- BRIEF: Copy out the listing word for word, from its first line up to and including the line containing "[(73, 150), (235, 40)]", leaving out the pictures.
-------- ENTRIES PROVIDED
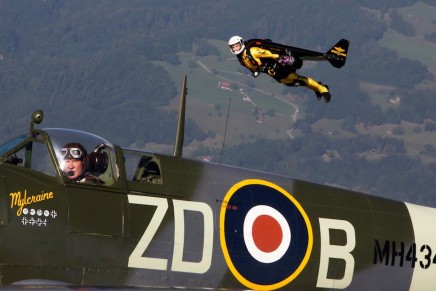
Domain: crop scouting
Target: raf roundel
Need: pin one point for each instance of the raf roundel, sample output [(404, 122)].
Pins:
[(266, 235)]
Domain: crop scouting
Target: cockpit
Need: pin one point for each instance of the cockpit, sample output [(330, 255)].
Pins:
[(75, 155)]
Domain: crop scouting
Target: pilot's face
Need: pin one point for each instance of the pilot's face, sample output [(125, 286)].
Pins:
[(235, 47), (73, 168)]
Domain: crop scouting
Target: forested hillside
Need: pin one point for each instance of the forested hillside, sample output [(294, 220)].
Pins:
[(109, 67)]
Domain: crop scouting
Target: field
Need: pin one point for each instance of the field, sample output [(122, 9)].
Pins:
[(221, 111)]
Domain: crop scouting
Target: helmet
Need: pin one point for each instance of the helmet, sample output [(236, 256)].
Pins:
[(73, 150), (235, 40)]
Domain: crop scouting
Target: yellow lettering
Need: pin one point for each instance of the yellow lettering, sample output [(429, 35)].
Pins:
[(17, 200)]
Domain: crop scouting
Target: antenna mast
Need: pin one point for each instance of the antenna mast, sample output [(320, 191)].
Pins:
[(180, 135)]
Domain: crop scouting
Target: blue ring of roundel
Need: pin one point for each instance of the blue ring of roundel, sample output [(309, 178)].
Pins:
[(249, 271)]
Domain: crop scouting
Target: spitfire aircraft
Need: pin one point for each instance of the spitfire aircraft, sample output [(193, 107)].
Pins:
[(164, 221)]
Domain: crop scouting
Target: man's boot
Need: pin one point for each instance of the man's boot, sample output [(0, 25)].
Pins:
[(321, 91)]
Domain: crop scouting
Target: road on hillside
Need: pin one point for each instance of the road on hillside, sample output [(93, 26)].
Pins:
[(296, 109)]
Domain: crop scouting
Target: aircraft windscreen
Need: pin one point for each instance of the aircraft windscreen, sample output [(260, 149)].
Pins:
[(4, 148), (97, 153)]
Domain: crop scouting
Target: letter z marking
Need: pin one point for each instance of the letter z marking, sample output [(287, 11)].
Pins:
[(136, 260)]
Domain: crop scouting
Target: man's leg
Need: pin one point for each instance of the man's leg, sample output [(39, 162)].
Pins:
[(321, 91)]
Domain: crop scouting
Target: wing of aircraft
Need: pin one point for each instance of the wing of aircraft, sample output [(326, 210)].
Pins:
[(162, 221), (336, 55)]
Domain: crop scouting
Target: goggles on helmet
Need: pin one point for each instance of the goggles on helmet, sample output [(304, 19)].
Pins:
[(71, 153)]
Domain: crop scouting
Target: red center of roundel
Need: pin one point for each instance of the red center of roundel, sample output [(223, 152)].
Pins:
[(267, 233)]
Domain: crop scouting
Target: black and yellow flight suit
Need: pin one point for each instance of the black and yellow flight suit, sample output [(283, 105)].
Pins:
[(255, 59)]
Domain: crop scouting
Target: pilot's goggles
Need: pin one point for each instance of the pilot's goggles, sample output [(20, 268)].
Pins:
[(71, 153)]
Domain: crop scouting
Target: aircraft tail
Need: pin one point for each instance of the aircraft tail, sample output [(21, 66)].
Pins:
[(337, 55)]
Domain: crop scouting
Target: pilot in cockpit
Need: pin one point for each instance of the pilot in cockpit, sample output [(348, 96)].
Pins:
[(75, 161)]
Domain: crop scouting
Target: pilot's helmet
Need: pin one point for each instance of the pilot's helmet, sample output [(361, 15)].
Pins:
[(236, 40), (73, 150)]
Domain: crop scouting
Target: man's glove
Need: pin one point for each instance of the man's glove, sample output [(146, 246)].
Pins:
[(286, 60)]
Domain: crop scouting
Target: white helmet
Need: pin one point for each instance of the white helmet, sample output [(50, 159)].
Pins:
[(235, 40)]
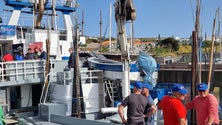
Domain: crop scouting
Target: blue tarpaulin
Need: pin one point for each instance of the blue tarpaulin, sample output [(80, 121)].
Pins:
[(7, 30), (148, 65)]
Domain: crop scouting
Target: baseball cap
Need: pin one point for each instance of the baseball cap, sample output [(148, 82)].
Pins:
[(179, 88), (202, 86), (138, 85), (147, 85)]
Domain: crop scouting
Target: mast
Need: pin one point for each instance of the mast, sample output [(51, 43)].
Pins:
[(110, 28), (212, 50), (82, 22), (196, 65), (124, 11), (40, 13), (100, 24), (78, 106)]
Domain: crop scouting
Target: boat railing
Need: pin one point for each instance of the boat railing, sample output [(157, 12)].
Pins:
[(22, 70), (91, 76)]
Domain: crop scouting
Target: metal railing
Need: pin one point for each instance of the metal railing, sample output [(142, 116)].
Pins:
[(20, 70)]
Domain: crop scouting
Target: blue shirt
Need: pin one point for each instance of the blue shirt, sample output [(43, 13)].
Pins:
[(149, 120)]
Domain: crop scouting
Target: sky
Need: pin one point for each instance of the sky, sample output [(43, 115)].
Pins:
[(165, 17), (154, 17)]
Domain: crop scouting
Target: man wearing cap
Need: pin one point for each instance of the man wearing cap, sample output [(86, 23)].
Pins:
[(206, 106), (174, 112), (136, 104), (149, 119)]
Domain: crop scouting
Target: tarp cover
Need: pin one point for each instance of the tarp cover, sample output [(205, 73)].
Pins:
[(148, 65)]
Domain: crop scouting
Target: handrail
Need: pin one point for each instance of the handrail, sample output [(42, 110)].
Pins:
[(13, 70)]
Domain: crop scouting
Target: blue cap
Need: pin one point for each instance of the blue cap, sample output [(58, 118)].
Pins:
[(179, 88), (138, 85), (202, 86), (148, 86)]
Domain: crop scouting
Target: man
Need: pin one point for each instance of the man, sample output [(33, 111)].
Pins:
[(136, 104), (151, 110), (174, 112), (7, 57), (71, 61), (206, 106), (29, 54), (36, 53)]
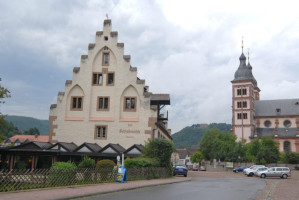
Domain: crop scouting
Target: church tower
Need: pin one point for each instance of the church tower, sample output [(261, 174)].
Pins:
[(244, 92)]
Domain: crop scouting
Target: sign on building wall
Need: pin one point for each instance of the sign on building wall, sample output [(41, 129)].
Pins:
[(121, 174), (229, 164)]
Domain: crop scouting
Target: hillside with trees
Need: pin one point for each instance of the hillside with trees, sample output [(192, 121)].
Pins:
[(191, 135)]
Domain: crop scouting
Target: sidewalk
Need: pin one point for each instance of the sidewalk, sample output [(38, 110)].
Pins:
[(80, 191)]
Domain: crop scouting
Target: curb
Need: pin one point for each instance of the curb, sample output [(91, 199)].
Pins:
[(120, 190)]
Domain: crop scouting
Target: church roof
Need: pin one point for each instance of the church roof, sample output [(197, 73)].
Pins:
[(244, 72), (280, 107)]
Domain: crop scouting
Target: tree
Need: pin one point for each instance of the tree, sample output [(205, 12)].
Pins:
[(269, 152), (238, 154), (32, 131), (216, 144), (160, 149), (197, 157), (4, 93)]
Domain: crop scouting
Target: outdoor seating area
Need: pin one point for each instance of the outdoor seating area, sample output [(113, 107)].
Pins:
[(41, 155)]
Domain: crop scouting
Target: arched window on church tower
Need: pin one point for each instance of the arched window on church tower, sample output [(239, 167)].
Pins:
[(286, 146)]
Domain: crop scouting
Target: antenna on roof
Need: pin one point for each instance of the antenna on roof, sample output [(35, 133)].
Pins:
[(248, 53), (242, 43)]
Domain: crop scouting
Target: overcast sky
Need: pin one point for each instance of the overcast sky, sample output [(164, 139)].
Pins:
[(189, 49)]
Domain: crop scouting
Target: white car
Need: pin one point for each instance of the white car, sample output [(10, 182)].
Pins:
[(251, 167), (260, 169), (252, 170)]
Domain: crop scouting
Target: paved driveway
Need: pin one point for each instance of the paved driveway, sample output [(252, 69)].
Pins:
[(200, 188)]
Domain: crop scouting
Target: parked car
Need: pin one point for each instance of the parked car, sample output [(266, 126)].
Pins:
[(251, 167), (252, 170), (282, 172), (239, 169), (260, 169), (180, 170)]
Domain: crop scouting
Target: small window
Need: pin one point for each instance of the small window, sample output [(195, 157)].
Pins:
[(239, 91), (97, 79), (130, 104), (105, 59), (286, 146), (287, 123), (103, 103), (239, 115), (239, 104), (110, 79), (77, 103), (267, 123), (101, 132)]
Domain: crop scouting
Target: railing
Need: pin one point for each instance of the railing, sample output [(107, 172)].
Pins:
[(11, 180)]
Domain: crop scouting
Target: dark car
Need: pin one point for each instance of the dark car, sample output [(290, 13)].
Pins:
[(239, 169), (180, 170)]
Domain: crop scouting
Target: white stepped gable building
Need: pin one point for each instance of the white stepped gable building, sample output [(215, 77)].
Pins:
[(105, 102)]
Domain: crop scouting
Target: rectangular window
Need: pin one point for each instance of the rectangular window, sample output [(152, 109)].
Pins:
[(239, 104), (130, 104), (101, 132), (239, 115), (239, 91), (103, 103), (105, 60), (97, 79), (77, 103), (110, 79)]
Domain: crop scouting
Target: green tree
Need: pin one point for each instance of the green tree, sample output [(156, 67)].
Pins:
[(267, 151), (32, 131), (197, 157), (160, 149), (238, 153), (253, 148), (216, 144), (4, 93)]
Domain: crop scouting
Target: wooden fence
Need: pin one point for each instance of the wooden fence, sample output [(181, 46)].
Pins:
[(11, 180)]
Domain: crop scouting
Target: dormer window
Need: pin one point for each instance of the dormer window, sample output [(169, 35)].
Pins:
[(105, 60), (278, 110)]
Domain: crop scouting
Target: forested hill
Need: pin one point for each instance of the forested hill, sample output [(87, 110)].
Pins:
[(191, 135), (25, 123)]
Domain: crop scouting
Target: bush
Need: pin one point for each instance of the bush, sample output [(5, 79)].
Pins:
[(63, 165), (291, 157), (160, 149), (106, 163), (62, 173), (20, 164), (141, 162), (87, 162)]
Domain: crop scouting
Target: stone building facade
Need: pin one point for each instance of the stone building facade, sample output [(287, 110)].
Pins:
[(255, 118), (105, 102)]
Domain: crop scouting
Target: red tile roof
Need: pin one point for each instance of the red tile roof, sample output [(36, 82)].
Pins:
[(31, 138)]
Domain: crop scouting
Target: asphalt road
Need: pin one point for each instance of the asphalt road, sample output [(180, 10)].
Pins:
[(201, 188)]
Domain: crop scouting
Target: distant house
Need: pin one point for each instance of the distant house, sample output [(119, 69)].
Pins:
[(182, 156), (22, 139)]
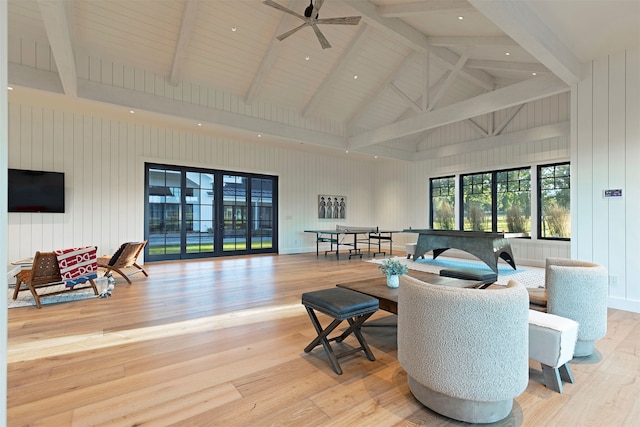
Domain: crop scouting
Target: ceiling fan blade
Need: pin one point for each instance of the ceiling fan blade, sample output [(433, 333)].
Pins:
[(282, 8), (321, 38), (288, 33), (316, 8), (346, 20)]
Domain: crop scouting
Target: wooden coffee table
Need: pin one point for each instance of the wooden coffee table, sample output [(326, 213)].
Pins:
[(388, 297)]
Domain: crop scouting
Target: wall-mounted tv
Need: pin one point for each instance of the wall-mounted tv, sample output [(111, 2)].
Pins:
[(35, 191)]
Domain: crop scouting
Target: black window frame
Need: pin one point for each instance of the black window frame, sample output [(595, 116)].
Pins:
[(540, 190), (431, 199)]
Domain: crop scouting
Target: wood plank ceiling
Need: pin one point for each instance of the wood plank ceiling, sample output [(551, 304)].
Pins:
[(420, 65)]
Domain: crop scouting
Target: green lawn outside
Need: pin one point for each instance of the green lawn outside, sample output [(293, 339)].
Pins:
[(229, 246)]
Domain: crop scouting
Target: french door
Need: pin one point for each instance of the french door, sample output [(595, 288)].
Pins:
[(192, 213)]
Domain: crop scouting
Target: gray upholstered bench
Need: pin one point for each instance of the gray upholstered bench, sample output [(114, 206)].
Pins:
[(340, 304), (484, 276)]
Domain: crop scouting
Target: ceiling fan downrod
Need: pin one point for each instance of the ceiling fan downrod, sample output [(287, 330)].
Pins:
[(309, 10)]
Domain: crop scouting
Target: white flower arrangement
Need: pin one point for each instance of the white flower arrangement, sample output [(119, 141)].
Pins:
[(392, 267)]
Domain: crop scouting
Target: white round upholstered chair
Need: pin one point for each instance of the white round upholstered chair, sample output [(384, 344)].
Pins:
[(465, 351), (578, 290)]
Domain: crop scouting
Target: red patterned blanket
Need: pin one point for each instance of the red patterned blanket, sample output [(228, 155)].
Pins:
[(77, 265)]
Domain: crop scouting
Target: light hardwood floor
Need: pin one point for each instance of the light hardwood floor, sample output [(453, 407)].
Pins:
[(220, 342)]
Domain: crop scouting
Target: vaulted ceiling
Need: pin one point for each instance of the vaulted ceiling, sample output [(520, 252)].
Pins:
[(408, 67)]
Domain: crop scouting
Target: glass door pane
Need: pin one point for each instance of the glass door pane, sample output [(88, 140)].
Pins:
[(199, 212), (164, 212), (262, 213), (234, 210)]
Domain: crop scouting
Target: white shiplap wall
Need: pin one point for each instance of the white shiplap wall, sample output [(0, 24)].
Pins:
[(102, 150), (606, 151), (103, 153), (3, 205), (410, 207)]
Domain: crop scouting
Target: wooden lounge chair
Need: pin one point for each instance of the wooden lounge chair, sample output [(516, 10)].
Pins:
[(125, 257), (45, 272)]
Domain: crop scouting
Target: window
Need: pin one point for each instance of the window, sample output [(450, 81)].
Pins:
[(554, 201), (513, 200), (443, 199), (477, 202)]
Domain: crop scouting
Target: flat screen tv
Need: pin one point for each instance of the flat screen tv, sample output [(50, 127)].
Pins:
[(35, 191)]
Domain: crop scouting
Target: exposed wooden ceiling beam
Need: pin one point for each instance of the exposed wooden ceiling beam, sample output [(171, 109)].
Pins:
[(529, 90), (417, 41), (373, 98), (270, 56), (405, 98), (335, 72), (525, 67), (189, 14), (450, 41), (56, 24), (448, 82), (521, 23), (227, 121), (514, 110), (404, 9), (554, 130)]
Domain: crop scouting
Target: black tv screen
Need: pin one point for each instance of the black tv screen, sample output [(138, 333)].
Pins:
[(35, 191)]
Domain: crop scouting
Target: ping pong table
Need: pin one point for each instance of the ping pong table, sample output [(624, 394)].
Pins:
[(351, 236)]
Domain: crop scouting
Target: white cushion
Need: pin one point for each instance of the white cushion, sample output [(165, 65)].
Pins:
[(552, 338)]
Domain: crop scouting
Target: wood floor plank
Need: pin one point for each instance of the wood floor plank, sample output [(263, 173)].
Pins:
[(220, 342)]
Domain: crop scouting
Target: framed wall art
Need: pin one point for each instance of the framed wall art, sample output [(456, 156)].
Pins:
[(332, 207)]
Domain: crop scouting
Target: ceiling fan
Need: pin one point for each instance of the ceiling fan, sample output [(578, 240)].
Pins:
[(311, 19)]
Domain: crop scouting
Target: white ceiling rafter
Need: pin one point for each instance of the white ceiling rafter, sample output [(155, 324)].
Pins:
[(519, 22), (417, 41), (448, 82), (405, 98), (426, 93), (476, 127), (451, 41), (512, 113), (409, 8), (189, 14), (269, 57), (54, 15), (529, 90), (218, 118), (369, 102), (521, 137), (335, 72), (432, 89), (524, 67)]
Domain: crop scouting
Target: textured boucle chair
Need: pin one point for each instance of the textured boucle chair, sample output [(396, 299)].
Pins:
[(578, 290), (465, 351)]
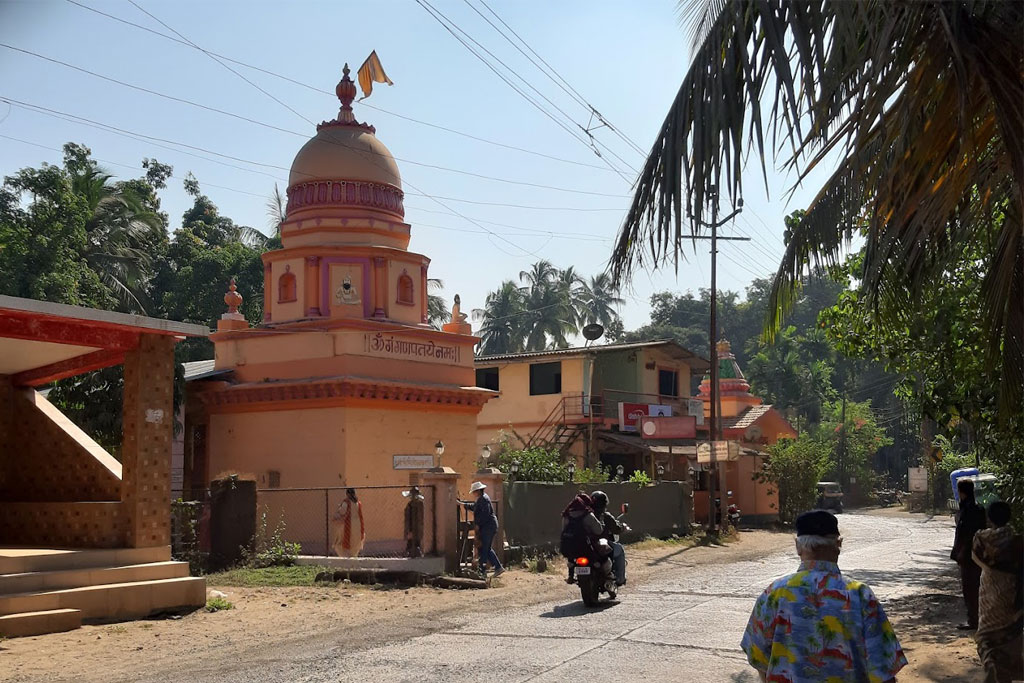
----------------
- SOLUTION FOR THIS PROBLEM:
Domain: crop scouting
Target: raf roundel
Need: pin one point for each instance of the raf roundel, sample output [(404, 122)].
Pins:
[(266, 235)]
Domain: crop scouting
Target: cockpit
Need: pin one point for each instance of the cockpit, sample output [(330, 255)].
Pins:
[(75, 155)]
Domain: crop scouting
Target: pilot's face
Need: pin one point for each instance of the pilot's face, sample output [(125, 286)].
Pins:
[(235, 47), (73, 168)]
Domain: crop scouting
Target: forested hillside
Need: pin one point for each instance of the forested hillside, sample output [(294, 220)].
Pins:
[(109, 67)]
Domain: crop scouting
Target: field
Need: pin one point for each instance of the field, sample output [(122, 9)].
Pins:
[(221, 111)]
Domain: crop scouting
Target: helmet
Need: pin one point for each instance of the helmet, sample output [(236, 256)].
Pins:
[(73, 150), (235, 40)]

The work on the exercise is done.